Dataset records
**********
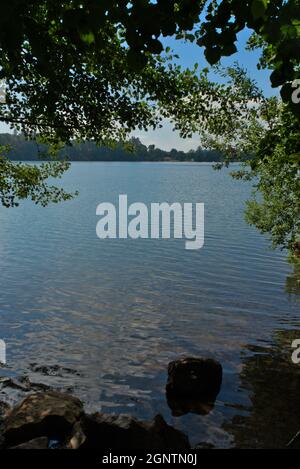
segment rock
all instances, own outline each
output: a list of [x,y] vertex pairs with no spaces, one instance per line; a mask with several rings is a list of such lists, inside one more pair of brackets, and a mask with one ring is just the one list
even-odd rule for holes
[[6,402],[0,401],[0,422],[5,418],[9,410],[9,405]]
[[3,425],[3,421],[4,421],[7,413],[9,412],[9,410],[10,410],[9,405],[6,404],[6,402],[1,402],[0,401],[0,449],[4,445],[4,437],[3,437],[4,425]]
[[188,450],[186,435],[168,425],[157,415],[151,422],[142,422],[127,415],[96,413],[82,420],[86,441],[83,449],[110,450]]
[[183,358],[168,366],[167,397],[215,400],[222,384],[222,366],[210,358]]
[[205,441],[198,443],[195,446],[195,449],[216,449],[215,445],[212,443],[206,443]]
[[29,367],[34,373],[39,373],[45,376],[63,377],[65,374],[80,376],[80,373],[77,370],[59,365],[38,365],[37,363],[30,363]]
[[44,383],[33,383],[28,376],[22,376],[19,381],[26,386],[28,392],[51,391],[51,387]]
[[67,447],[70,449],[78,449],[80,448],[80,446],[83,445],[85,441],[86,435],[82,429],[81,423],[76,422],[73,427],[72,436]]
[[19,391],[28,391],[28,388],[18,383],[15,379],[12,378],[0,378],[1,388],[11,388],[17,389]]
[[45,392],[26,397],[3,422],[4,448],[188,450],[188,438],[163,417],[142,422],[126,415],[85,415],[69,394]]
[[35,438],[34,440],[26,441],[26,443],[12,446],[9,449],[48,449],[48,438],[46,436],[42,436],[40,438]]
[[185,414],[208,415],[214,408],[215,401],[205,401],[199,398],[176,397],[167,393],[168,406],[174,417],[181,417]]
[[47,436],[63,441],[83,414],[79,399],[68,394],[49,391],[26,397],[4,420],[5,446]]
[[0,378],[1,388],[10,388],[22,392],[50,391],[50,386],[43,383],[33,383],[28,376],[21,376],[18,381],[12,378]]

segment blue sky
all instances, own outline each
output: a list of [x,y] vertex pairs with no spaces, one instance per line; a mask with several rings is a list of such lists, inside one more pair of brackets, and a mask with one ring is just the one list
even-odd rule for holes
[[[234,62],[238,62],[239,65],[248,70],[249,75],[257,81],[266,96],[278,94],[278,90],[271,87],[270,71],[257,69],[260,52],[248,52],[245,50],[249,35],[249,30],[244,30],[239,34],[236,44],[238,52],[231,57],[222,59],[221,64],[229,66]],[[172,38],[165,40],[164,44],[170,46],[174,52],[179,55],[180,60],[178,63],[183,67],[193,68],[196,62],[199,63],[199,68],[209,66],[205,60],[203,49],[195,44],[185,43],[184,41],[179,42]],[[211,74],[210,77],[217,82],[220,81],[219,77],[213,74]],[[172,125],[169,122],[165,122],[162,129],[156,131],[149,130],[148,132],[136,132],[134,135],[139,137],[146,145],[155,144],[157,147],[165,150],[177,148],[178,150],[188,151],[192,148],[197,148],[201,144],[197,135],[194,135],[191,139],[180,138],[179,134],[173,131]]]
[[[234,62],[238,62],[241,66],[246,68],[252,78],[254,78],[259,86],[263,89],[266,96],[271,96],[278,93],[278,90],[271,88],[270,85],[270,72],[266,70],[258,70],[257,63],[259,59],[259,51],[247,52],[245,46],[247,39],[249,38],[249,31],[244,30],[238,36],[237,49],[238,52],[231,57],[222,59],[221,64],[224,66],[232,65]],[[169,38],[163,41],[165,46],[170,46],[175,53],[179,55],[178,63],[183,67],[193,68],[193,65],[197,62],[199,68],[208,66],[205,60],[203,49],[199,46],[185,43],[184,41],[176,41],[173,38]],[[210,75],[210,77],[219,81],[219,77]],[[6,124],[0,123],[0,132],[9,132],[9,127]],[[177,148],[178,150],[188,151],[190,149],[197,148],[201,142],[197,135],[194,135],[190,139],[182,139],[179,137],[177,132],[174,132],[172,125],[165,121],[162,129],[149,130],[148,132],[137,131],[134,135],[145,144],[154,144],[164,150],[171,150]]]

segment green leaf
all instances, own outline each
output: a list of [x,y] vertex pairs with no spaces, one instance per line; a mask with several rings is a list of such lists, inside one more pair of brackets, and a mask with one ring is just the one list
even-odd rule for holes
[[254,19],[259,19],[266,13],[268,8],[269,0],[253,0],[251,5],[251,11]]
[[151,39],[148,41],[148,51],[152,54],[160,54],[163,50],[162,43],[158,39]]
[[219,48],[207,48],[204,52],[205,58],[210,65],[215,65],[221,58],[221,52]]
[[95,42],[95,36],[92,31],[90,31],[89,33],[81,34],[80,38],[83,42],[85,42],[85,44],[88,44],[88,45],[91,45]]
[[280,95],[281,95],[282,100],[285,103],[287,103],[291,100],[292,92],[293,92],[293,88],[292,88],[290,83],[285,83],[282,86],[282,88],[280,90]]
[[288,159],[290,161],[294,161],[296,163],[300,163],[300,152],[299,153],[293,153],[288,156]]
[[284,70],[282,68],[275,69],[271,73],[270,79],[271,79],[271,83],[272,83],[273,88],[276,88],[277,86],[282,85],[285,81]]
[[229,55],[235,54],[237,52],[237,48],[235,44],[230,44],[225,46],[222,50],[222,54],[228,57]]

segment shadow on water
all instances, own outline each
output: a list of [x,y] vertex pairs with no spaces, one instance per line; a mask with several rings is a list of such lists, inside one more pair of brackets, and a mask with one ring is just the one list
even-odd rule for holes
**********
Print each record as it appears above, dropping every picture from the copy.

Output —
segment rock
all instances, own outline each
output: a list of [x,y] vertex pairs with no spaces, one instance per line; a mask with several rings is a list of such lists, inside one more pair of brackets, and a mask with one ring is just the one list
even-odd rule for holes
[[6,402],[0,401],[0,422],[5,418],[9,410],[9,405]]
[[3,425],[3,421],[4,421],[7,413],[9,412],[9,410],[10,410],[9,405],[6,404],[6,402],[1,402],[0,401],[0,449],[4,445],[4,437],[3,437],[4,425]]
[[188,450],[186,435],[168,425],[157,415],[151,422],[142,422],[127,415],[96,413],[82,420],[86,441],[83,449],[110,450]]
[[183,358],[168,366],[167,397],[215,400],[222,384],[222,366],[210,358]]
[[205,441],[198,443],[195,446],[195,449],[216,449],[215,445],[212,443],[206,443]]
[[29,367],[34,373],[39,373],[45,376],[63,377],[65,374],[80,376],[80,373],[77,370],[59,365],[38,365],[37,363],[30,363]]
[[44,383],[33,383],[28,376],[22,376],[19,381],[26,386],[28,392],[51,391],[51,387]]
[[67,447],[70,449],[78,449],[80,448],[80,446],[83,445],[85,441],[86,435],[82,429],[81,423],[76,422],[73,427],[72,436]]
[[19,391],[28,391],[28,388],[18,383],[15,379],[12,378],[0,378],[1,388],[11,388],[17,389]]
[[45,392],[26,397],[3,422],[4,448],[188,450],[188,438],[163,417],[142,422],[126,415],[85,415],[69,394]]
[[35,438],[34,440],[26,441],[26,443],[12,446],[9,449],[48,449],[48,438],[46,436],[42,436],[40,438]]
[[185,414],[208,415],[214,408],[215,401],[205,401],[199,398],[176,397],[167,393],[168,406],[174,417],[181,417]]
[[47,436],[63,441],[83,414],[79,399],[68,394],[49,391],[26,397],[4,420],[5,446]]
[[0,378],[1,388],[10,388],[22,392],[50,391],[50,386],[43,383],[33,383],[28,376],[21,376],[18,381],[12,378]]

segment blue sky
all instances, own outline each
output: a list of [x,y] vertex pairs with no spaces, one instance per line; a mask with several rings is a list of such lists, inside one more pair of brackets, and a mask with one ring is just the one list
even-odd rule for holes
[[[234,62],[238,62],[239,65],[248,70],[249,75],[257,81],[266,96],[278,94],[278,90],[271,87],[270,71],[257,69],[260,52],[248,52],[245,50],[249,35],[249,30],[244,30],[239,34],[236,44],[238,52],[231,57],[222,59],[221,64],[229,66]],[[172,38],[165,40],[164,44],[170,46],[174,52],[179,55],[180,60],[178,63],[183,67],[193,68],[196,62],[199,63],[199,68],[209,66],[205,60],[203,49],[195,44],[185,43],[184,41],[179,42]],[[211,74],[210,77],[217,82],[220,81],[219,77],[213,74]],[[172,125],[169,122],[165,122],[162,129],[156,131],[149,130],[148,132],[136,132],[134,135],[139,137],[146,145],[155,144],[157,147],[165,150],[177,148],[178,150],[188,151],[192,148],[197,148],[201,144],[197,135],[194,135],[191,139],[180,138],[179,134],[173,131]]]
[[[234,62],[238,62],[241,66],[246,68],[252,78],[254,78],[259,86],[263,89],[266,96],[271,96],[278,93],[278,90],[271,88],[270,85],[270,72],[266,70],[258,70],[257,63],[259,59],[259,51],[247,52],[245,46],[247,39],[249,38],[249,31],[244,30],[238,36],[237,49],[238,52],[231,57],[222,59],[221,64],[224,66],[232,65]],[[169,38],[163,41],[165,46],[170,46],[175,53],[179,55],[178,63],[183,67],[193,68],[193,65],[197,62],[199,68],[208,66],[205,60],[203,49],[199,46],[185,43],[184,41],[176,41],[173,38]],[[210,75],[210,77],[219,81],[219,77]],[[6,124],[0,123],[0,132],[9,132],[9,127]],[[177,148],[178,150],[188,151],[190,149],[197,148],[201,142],[197,135],[194,135],[190,139],[182,139],[179,137],[177,132],[174,132],[172,125],[165,121],[162,129],[149,130],[148,132],[137,131],[134,135],[145,144],[154,144],[164,150],[171,150]]]

segment green leaf
all instances, own outline each
output: a list of [x,y] vertex pairs with no spaces, one instance per line; a mask with several rings is a list of such lists, inside one more pair of brackets, and a mask with one ring is just the one list
even-odd rule for holes
[[254,19],[259,19],[266,13],[268,8],[269,0],[253,0],[251,5],[251,11]]
[[151,39],[148,41],[148,51],[152,54],[160,54],[163,50],[162,43],[158,39]]
[[219,48],[207,48],[204,52],[205,58],[210,65],[215,65],[221,58],[221,52]]
[[95,42],[95,36],[92,31],[90,31],[89,33],[81,34],[80,38],[83,42],[85,42],[85,44],[88,44],[88,45],[91,45]]
[[280,95],[281,95],[282,100],[285,103],[287,103],[291,100],[292,92],[293,92],[293,88],[292,88],[290,83],[285,83],[282,86],[282,88],[280,90]]
[[288,159],[290,161],[294,161],[296,163],[300,163],[300,152],[299,153],[293,153],[288,156]]
[[284,70],[282,68],[275,69],[271,73],[270,79],[271,79],[271,83],[272,83],[273,88],[276,88],[277,86],[282,85],[285,81]]
[[229,55],[235,54],[237,52],[237,48],[235,44],[230,44],[225,46],[222,50],[222,54],[228,57]]

segment shadow on water
all instances, own outline each
output: a list of [x,y] vertex pairs with no spaces, one instance per line; a mask with several rings is a list of such lists, inside one more pair of brackets, and a mask with one ring is just the one list
even-odd rule for holes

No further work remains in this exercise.